(Object location annotation data)
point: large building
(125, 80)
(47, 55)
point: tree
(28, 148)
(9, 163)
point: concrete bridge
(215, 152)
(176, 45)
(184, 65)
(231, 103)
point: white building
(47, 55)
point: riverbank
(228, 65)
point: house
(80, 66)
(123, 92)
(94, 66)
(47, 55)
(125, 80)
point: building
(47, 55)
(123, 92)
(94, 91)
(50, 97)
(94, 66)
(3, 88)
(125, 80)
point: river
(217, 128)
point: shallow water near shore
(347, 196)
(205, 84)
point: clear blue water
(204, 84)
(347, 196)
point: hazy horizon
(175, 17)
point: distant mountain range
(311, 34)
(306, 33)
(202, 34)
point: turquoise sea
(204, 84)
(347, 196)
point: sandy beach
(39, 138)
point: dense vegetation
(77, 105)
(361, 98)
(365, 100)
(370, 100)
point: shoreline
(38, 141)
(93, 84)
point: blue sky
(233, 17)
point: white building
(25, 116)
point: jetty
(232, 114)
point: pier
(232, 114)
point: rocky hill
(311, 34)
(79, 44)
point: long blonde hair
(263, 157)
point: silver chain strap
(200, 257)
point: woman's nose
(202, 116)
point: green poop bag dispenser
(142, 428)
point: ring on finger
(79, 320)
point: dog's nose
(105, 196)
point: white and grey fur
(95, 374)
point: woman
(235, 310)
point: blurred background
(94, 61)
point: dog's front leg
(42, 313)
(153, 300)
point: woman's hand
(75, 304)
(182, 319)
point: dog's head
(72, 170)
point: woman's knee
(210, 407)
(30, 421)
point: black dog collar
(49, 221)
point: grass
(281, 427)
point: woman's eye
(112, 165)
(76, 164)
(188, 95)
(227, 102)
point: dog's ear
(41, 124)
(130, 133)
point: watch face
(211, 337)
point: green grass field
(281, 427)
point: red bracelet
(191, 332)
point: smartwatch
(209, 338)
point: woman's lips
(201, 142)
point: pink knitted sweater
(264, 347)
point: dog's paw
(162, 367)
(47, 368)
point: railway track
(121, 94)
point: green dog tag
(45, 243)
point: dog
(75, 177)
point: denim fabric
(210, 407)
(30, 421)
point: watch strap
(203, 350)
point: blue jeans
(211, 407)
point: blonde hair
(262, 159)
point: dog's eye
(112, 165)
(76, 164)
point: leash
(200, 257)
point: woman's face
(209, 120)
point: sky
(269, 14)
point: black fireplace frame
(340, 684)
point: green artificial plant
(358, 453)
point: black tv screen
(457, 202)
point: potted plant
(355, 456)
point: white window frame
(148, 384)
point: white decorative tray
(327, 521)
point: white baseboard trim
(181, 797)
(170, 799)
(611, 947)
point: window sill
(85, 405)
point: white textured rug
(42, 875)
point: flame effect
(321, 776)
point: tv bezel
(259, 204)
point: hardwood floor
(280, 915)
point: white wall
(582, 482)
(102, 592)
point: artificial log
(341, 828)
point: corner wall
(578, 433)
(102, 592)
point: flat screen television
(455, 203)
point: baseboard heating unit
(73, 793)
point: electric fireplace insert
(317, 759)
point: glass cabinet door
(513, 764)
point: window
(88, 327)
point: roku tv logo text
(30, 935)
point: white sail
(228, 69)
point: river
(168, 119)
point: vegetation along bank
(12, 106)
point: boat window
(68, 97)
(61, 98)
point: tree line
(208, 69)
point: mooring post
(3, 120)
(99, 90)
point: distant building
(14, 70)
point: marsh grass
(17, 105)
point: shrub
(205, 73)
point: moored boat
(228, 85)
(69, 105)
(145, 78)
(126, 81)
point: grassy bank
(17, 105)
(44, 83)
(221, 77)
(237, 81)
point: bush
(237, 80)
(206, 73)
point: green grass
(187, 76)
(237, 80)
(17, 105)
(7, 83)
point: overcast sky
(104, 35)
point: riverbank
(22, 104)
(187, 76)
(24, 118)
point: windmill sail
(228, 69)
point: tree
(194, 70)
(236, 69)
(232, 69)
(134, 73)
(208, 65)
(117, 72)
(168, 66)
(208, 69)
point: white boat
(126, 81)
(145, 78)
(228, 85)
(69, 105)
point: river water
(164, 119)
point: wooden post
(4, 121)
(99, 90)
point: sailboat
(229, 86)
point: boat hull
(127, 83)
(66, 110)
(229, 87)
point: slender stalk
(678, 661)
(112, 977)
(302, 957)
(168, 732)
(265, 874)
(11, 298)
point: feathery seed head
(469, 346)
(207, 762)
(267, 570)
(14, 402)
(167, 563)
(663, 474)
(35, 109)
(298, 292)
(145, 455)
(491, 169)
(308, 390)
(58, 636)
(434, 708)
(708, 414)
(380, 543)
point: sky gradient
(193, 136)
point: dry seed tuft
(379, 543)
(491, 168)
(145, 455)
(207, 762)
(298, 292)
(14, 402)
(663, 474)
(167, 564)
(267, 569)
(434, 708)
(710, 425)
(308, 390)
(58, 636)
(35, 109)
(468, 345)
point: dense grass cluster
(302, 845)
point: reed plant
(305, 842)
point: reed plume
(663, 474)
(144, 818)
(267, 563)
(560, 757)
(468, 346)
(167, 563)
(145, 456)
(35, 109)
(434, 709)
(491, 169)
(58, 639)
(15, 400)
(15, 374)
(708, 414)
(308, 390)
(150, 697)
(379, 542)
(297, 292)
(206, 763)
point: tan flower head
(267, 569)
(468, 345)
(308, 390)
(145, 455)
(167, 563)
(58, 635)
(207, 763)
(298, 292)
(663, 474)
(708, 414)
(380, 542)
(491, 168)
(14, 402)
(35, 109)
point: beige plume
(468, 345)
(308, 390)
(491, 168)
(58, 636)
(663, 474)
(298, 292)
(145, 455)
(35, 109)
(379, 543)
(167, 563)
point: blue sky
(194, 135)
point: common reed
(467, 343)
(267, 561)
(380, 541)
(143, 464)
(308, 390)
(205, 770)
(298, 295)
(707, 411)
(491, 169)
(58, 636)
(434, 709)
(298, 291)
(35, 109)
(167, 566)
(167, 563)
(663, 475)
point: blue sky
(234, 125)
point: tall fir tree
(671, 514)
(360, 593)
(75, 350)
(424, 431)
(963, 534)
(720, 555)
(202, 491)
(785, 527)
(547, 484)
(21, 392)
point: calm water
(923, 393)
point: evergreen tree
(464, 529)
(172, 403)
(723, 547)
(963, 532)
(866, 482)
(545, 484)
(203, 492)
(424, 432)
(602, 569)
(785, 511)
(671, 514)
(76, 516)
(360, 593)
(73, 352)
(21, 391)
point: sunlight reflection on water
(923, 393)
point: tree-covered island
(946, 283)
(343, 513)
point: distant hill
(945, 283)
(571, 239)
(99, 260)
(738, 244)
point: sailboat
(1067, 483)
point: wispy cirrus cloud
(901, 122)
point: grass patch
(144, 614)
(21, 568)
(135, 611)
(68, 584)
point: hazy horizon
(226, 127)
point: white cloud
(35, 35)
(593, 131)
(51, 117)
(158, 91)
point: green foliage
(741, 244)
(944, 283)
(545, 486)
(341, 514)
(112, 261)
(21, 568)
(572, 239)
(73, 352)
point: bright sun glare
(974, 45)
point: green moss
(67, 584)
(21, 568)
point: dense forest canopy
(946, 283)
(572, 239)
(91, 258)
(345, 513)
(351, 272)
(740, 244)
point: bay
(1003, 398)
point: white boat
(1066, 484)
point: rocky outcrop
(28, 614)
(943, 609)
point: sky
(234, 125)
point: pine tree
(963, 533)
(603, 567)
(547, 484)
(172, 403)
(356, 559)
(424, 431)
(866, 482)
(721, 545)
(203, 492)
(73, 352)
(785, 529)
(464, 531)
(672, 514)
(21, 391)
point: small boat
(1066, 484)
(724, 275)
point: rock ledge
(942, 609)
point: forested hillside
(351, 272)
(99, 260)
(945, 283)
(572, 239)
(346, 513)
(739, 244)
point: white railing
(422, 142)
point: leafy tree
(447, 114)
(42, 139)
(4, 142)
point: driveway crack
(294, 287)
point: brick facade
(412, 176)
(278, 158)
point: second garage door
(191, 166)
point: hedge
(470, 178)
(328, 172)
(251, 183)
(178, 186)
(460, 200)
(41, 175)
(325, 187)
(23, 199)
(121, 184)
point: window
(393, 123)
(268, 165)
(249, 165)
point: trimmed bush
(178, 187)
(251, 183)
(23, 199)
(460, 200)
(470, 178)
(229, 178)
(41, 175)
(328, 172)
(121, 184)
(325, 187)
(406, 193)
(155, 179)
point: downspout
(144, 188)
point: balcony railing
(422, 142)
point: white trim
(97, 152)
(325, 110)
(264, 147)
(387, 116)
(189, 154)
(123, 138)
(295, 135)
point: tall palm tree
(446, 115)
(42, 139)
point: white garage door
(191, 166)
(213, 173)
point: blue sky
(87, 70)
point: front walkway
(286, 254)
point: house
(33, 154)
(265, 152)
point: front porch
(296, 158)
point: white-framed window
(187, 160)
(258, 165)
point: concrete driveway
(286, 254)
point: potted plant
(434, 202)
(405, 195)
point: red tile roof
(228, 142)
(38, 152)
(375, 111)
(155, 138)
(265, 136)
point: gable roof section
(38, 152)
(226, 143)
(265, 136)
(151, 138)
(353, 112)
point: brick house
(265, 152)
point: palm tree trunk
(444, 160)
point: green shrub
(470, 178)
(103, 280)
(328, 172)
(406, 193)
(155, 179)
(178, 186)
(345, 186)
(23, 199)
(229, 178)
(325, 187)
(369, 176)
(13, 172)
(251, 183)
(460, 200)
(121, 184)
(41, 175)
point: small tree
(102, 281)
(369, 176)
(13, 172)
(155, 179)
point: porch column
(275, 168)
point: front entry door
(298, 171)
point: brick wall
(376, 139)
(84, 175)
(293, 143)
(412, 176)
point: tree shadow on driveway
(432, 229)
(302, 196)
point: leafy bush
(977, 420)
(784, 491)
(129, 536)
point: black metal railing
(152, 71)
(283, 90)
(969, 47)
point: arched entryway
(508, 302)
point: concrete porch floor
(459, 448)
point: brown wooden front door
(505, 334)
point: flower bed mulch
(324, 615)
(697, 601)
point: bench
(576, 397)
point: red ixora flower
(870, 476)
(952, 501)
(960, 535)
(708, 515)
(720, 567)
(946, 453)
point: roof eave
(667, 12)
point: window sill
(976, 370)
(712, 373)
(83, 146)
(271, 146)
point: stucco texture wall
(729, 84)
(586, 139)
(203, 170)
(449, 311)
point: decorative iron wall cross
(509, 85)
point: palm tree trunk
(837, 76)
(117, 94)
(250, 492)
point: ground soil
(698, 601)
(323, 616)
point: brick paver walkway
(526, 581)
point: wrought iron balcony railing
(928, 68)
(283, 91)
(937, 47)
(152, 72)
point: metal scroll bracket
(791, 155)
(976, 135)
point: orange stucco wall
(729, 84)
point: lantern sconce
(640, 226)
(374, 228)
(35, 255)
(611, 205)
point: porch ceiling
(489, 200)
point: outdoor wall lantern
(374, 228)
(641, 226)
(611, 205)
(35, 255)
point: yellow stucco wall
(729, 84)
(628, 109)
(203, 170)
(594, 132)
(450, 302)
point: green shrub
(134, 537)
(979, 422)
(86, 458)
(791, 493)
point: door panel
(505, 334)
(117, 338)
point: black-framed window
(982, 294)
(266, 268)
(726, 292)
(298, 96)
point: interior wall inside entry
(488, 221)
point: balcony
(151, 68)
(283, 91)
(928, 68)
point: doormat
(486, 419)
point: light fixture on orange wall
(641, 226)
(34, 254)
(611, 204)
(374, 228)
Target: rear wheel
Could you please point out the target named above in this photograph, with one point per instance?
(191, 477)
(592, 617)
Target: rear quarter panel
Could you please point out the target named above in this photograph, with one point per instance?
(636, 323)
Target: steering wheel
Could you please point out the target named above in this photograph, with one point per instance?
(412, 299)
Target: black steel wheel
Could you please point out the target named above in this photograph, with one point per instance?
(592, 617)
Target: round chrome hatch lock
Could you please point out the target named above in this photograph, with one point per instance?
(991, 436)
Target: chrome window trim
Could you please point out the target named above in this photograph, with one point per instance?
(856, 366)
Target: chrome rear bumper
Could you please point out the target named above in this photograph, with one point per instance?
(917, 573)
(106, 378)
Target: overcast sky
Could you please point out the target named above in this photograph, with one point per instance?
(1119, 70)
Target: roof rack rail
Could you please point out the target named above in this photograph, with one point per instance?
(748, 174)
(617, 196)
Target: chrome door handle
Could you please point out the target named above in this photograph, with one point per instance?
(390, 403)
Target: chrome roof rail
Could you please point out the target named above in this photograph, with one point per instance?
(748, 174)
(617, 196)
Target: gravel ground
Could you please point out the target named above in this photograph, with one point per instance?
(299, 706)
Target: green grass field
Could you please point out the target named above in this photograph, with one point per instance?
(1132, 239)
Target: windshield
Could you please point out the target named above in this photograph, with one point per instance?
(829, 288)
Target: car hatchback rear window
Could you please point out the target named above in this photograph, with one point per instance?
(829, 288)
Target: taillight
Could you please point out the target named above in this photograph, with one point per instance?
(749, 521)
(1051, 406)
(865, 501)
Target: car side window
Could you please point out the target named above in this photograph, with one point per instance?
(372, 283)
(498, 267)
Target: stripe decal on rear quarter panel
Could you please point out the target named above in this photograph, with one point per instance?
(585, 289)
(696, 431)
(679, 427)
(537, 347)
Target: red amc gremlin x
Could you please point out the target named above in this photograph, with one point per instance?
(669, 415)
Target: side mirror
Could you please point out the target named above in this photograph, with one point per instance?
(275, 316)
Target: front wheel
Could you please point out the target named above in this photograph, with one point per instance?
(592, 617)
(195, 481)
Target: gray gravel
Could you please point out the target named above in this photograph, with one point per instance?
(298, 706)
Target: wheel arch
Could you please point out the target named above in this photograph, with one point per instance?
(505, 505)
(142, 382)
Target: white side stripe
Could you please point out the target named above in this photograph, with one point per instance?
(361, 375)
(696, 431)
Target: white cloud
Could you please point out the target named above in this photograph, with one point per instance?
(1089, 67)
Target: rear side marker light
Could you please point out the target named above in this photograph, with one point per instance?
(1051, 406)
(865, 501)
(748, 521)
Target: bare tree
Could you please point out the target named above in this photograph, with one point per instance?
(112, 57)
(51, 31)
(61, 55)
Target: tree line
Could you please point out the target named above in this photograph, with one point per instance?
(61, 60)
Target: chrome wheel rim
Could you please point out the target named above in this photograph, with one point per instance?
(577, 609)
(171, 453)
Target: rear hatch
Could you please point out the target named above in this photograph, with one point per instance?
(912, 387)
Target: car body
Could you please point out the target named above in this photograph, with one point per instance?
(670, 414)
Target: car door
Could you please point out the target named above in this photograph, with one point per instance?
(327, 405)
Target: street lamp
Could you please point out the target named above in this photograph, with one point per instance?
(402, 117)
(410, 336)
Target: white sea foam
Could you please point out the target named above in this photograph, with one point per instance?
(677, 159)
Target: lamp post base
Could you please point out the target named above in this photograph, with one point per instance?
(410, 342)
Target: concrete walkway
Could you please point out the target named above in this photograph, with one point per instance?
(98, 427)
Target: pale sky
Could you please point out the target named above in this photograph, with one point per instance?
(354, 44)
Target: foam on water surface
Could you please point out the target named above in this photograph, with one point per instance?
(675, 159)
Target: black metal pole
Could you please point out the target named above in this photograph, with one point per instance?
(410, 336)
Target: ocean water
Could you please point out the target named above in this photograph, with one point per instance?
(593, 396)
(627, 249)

[What needs to be done] With the line containing "Target: car body" as the first and the last line of the records as the final one, print exactly the lines in that span.

[Answer]
Target: car body
Could you please point out the target named above in this photograph, with one point per instance?
(670, 414)
Target: car door
Could you please point out the target named above in this photograph, with one point per instance?
(327, 405)
Target: street lamp
Could you please point out the target named above in this photograph, with one point per instance?
(402, 117)
(410, 336)
Target: white sea foam
Could you please point out the target named above in this photograph, with one point per instance?
(677, 159)
Target: lamp post base
Could you please point out the target named above in this photograph, with one point per instance?
(410, 342)
Target: concrete walkway
Could you please point out the target named above in this photograph, with one point per instance?
(98, 427)
Target: pale sky
Could you please point out the target named above in this photograph, with one point per instance?
(354, 44)
Target: foam on water surface
Could you please point out the target named above in this photograph, with one point per instance?
(675, 159)
Target: black metal pole
Could you please point out the target named above in this photograph, with one point per instance?
(410, 336)
Target: ocean water
Could you please point out the target named above in this photograph, with one point per instance?
(593, 396)
(627, 249)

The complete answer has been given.